(Stored records)
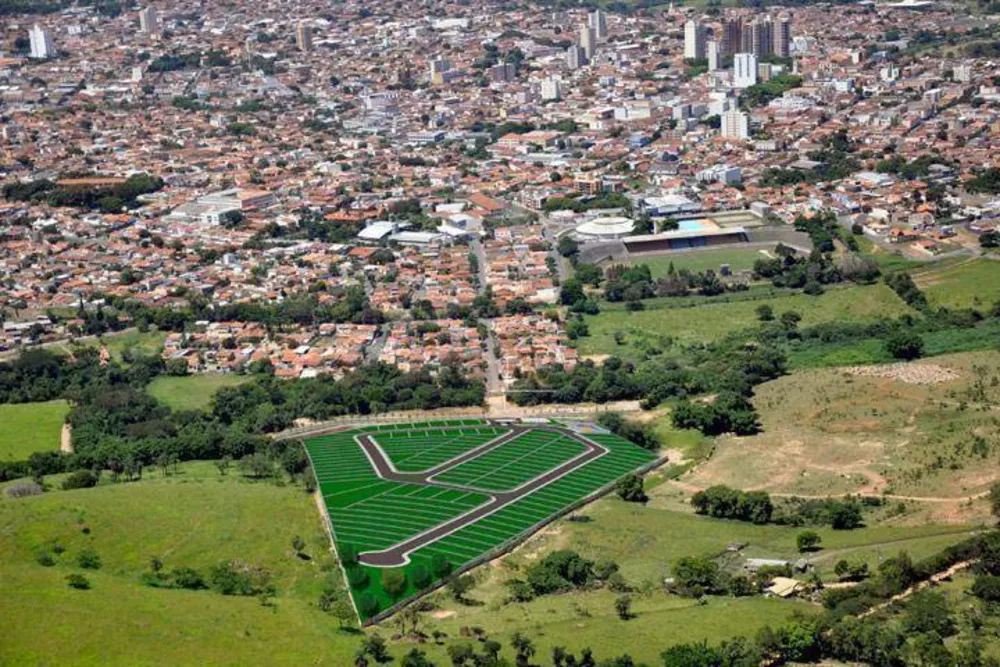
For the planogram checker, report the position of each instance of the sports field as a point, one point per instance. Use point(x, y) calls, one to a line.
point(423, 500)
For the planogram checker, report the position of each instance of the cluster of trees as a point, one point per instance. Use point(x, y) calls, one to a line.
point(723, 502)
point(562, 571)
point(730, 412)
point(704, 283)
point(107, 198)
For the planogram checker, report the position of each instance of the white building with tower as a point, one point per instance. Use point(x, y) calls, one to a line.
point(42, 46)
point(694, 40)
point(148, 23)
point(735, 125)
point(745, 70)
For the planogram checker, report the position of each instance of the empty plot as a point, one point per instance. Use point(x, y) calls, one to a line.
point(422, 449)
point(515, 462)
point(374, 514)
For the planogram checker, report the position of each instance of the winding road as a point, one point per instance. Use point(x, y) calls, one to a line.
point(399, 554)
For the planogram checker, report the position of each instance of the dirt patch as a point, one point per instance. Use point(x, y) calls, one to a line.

- [Task]: A verbatim copy of every record is to be produced, and pictures are to be excluded from it.

- [Answer space]:
For the planogram checker, report the position of each instance of the sports field as a point, one point per instance. Use point(x, y) calls, one to a line.
point(423, 500)
For the planogram checker, report the position of each instance of the cluster of trees as a point, one point per instance. Use point(x, y) calls, one to a line.
point(723, 502)
point(562, 571)
point(730, 412)
point(704, 283)
point(107, 198)
For the planogram checker, report the position of each instance of the white building with tower as a point, one point per instance. Use point(x, y) calls, one to a line.
point(42, 46)
point(694, 40)
point(148, 23)
point(735, 125)
point(745, 70)
For the planogram checker, report the position of each instance of the empty plot as a point, one point per instance. Use point(x, y) calls, one to a line.
point(422, 449)
point(515, 462)
point(374, 514)
For the planogram checker, report the position of each instance of the winding road as a point, one point per instance. Use point(x, y) calls, one to a line.
point(399, 554)
For the planogram checker, report the position of each instance of the dirt patch as a point, one point per instance. Use point(x, y) calls, one to a line.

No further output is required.